PASSAGE:
DDLs on the partitioned objects invalidates the existing cursors and new cursors are created, and old versions may not be able to be purged if there are still references to them.
Thus the memory grows and grows until ORA-04031 starts to be seen due to the excessive allocation in PRTMV memory structure.
SOLUTION
The following actions were taken over the course of troubleshooting the issue, and the ORA-4031 errors were resolved with all below steps in place:
1) The shared pool size was increased by 20%.
2) Durations were eliminated (_enable_shared_pool_durations=false)

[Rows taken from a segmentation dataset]
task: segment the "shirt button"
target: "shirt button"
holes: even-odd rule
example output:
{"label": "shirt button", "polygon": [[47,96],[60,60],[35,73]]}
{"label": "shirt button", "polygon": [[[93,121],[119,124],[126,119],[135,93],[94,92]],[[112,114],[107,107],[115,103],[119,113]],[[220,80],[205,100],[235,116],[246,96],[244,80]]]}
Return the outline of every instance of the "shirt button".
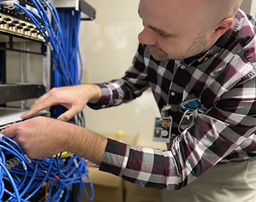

SET TASK: Please write out the part of the ORA-04031 passage between "DDLs on the" and "were eliminated (_enable_shared_pool_durations=false)", inclusive.

OUTPUT OF THE EXERCISE:
DDLs on the partitioned objects invalidates the existing cursors and new cursors are created, and old versions may not be able to be purged if there are still references to them.
Thus the memory grows and grows until ORA-04031 starts to be seen due to the excessive allocation in PRTMV memory structure.
SOLUTION
The following actions were taken over the course of troubleshooting the issue, and the ORA-4031 errors were resolved with all below steps in place:
1) The shared pool size was increased by 20%.
2) Durations were eliminated (_enable_shared_pool_durations=false)